*Set exercise A*
Return the part of the S3 folder-check text starting with "folders = objects['CommonPrefixes']" and going on through "folders_in_bucket.append(f['Prefix'])", copied word for word.
*Set exercise B*
Extend the S3 folder-check text, picking up right after its last sentence.

*Document text*

★ ★ ★ ★ ★

The following code should work...

import boto3
import botocore

def does_exist(bucket_name, folder_name):
    s3 = boto3.resource(
        service_name='s3',
        region_name='us-east-2',
        aws_access_key_id='********************',
        aws_secret_access_key='********************'
    )
    objects = s3.meta.client.list_objects_v2(Bucket=bucket_name, Delimiter='/', Prefix='')
    # print(objects)
    folders = objects['CommonPrefixes']

    folders_in_bucket = []
    for f in folders:
        print(f['Prefix'])
        folders_in_bucket.append(f['Prefix'])
    return folder_name in folders_in_bucket

print("does it exist?", does_exist('images-bucket','ddd/'))

As @Vinayak mentioned in one of the answer's comment in march, 2020...

The way to get a 'folder' list in boto3 is objects = s3.list_objects_v2(Bucket=BUCKET_NAME, Delimiter='/', Prefix='')

★ ★ ★ ★ ★

*Record excerpts*
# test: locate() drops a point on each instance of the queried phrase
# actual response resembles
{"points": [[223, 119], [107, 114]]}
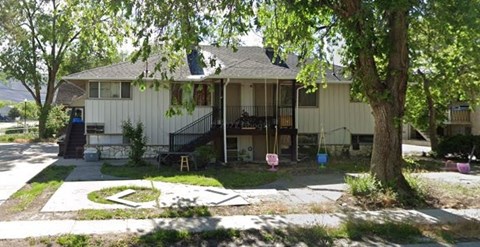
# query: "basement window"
{"points": [[109, 90]]}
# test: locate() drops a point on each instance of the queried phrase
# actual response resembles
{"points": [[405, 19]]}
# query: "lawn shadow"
{"points": [[34, 153], [404, 226]]}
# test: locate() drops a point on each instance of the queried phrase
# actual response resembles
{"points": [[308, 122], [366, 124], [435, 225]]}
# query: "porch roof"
{"points": [[248, 63]]}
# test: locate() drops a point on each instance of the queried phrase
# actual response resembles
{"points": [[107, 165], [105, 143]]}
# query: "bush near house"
{"points": [[20, 109], [137, 141], [460, 146]]}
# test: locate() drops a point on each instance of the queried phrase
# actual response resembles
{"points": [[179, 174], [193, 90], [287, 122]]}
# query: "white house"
{"points": [[250, 106]]}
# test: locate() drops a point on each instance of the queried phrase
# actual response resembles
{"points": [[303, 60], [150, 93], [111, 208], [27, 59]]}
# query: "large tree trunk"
{"points": [[385, 88], [432, 118], [42, 122], [45, 109], [386, 162]]}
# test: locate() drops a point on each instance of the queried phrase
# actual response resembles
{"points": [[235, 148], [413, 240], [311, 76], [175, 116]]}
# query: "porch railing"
{"points": [[257, 117], [459, 116], [191, 133]]}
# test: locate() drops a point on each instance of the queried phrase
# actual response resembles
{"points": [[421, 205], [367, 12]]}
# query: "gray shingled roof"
{"points": [[248, 62], [66, 92]]}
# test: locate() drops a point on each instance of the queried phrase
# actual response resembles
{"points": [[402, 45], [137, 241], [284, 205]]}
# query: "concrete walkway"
{"points": [[21, 162], [24, 229]]}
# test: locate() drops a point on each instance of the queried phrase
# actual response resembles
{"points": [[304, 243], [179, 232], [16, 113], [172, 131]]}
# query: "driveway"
{"points": [[21, 162]]}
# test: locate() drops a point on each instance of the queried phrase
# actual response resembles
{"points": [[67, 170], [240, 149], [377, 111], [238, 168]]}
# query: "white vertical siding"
{"points": [[336, 111], [148, 107]]}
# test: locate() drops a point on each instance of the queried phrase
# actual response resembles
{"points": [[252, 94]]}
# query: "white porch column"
{"points": [[225, 121]]}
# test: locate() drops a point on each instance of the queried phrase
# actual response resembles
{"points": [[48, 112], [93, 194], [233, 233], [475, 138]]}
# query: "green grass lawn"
{"points": [[49, 179], [365, 233], [217, 177]]}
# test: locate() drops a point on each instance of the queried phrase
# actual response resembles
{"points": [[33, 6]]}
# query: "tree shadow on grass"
{"points": [[218, 177], [12, 154]]}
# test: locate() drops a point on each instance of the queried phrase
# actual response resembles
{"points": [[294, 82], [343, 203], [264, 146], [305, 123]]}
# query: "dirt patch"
{"points": [[274, 208]]}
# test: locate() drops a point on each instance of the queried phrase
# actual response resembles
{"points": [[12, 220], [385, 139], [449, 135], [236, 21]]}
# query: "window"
{"points": [[307, 143], [200, 95], [109, 90], [355, 96], [232, 148], [307, 98], [95, 128], [362, 139], [93, 90], [304, 98]]}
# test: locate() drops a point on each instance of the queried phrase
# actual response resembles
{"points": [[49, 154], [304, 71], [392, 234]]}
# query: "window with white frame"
{"points": [[305, 99], [232, 148], [200, 94], [109, 90]]}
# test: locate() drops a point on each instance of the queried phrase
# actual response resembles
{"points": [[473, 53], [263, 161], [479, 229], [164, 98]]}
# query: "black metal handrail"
{"points": [[191, 132], [69, 129]]}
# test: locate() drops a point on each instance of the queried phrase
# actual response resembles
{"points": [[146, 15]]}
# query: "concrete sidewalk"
{"points": [[21, 162], [24, 229]]}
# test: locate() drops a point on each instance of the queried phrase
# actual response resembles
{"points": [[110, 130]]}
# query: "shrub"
{"points": [[13, 113], [459, 145], [363, 185], [19, 110], [138, 142]]}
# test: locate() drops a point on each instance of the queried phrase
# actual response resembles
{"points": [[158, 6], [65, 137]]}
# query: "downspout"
{"points": [[296, 118], [225, 121]]}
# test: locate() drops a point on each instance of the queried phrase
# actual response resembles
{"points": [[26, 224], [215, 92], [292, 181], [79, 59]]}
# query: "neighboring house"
{"points": [[234, 109], [460, 120], [13, 90]]}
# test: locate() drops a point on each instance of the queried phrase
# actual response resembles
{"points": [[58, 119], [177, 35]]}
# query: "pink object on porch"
{"points": [[463, 167], [272, 160]]}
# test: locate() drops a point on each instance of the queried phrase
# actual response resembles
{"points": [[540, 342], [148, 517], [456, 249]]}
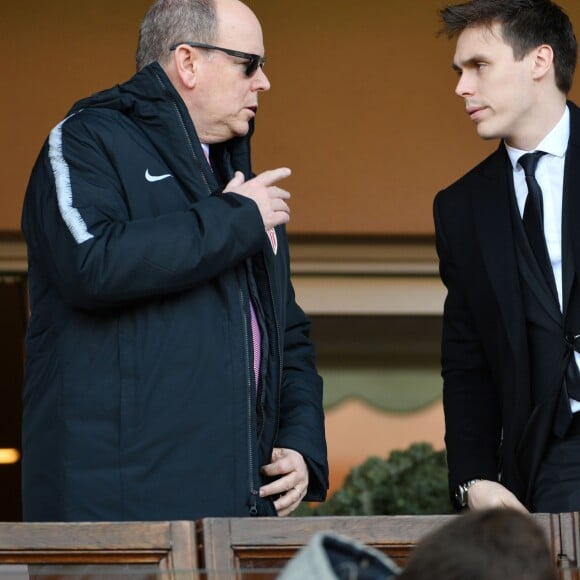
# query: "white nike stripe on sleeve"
{"points": [[70, 214]]}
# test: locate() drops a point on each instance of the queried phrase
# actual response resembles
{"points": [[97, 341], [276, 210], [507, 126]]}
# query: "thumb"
{"points": [[237, 180]]}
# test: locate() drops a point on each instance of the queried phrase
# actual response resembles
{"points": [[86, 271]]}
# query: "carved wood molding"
{"points": [[349, 276]]}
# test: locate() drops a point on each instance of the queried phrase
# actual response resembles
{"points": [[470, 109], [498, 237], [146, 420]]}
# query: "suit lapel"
{"points": [[492, 217], [571, 207]]}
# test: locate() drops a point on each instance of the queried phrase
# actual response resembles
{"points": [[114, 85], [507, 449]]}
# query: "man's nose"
{"points": [[261, 81], [464, 86]]}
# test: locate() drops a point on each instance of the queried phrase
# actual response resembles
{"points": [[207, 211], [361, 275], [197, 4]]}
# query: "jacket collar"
{"points": [[151, 100]]}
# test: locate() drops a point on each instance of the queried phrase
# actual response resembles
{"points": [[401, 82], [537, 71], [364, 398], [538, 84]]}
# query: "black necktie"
{"points": [[534, 225], [534, 214]]}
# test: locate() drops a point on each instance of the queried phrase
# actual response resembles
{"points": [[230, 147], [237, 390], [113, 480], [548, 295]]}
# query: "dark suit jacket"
{"points": [[493, 427]]}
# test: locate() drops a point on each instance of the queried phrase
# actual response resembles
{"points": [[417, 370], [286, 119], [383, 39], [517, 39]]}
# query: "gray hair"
{"points": [[171, 21]]}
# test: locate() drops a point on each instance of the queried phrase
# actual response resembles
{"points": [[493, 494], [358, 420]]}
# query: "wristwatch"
{"points": [[461, 492]]}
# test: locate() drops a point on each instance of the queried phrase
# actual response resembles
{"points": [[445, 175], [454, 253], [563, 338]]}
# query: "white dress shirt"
{"points": [[550, 176]]}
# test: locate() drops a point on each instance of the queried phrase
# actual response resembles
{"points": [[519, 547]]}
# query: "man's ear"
{"points": [[543, 61], [185, 63]]}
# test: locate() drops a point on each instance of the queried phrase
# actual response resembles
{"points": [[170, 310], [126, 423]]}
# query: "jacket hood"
{"points": [[151, 99]]}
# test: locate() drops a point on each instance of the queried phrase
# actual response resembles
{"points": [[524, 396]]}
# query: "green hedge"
{"points": [[413, 481]]}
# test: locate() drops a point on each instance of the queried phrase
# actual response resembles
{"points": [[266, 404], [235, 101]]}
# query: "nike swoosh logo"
{"points": [[153, 178]]}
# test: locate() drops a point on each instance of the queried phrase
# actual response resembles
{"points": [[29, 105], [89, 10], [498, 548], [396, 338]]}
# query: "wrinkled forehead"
{"points": [[480, 40], [238, 27]]}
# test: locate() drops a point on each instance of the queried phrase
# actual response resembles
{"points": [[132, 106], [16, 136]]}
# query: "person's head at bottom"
{"points": [[486, 545]]}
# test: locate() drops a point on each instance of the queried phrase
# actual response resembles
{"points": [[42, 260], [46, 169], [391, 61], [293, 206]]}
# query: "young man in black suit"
{"points": [[509, 247]]}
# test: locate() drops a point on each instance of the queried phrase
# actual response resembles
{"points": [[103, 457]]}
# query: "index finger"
{"points": [[272, 176]]}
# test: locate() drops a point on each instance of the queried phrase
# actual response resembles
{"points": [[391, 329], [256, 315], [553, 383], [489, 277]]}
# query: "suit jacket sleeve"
{"points": [[470, 397]]}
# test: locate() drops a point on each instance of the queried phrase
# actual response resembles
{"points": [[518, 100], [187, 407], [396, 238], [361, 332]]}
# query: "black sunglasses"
{"points": [[254, 60]]}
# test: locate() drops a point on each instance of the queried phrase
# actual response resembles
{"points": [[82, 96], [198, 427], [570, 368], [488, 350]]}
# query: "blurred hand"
{"points": [[292, 482], [486, 494], [270, 199]]}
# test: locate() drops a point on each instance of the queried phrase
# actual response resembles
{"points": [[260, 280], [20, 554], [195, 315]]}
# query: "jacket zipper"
{"points": [[254, 493], [279, 350], [251, 482]]}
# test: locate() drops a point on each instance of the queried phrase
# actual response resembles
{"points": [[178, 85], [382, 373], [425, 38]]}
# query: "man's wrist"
{"points": [[462, 490]]}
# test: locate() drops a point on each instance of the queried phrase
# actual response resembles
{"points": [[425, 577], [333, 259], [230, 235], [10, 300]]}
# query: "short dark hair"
{"points": [[525, 24], [170, 21], [484, 545]]}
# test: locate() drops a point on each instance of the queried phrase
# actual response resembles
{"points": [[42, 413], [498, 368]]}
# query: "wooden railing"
{"points": [[224, 548]]}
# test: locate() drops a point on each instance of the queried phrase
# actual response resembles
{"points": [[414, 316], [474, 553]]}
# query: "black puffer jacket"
{"points": [[139, 403]]}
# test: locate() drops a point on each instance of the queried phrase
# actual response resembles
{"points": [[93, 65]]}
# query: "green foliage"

★ ★ ★ ★ ★

*Exercise result A*
folders = objects['CommonPrefixes']

    folders_in_bucket = []
    for f in folders:
        print(f['Prefix'])
        folders_in_bucket.append(f['Prefix'])

*Exercise result B*
While running this with the latest versions of boto3 and botocore in August 2021 - '1.18.27', '1.21.27' respectively, gives the following error:

AttributeError: 's3.ServiceResource' object has no attribute 'list_objects_v2'

This happens since you are using s3 = s3.resource("mybucketname", credential-params) and s3.ServiceResource will not have s3.list_objects_v2() method. Instead, ServiceResource is having a meta attribute that will further have client type object from where you can apply Client object's methods on ServiceResource Object. like this - s3.meta.client.list_objects_v2()

Hope that helps!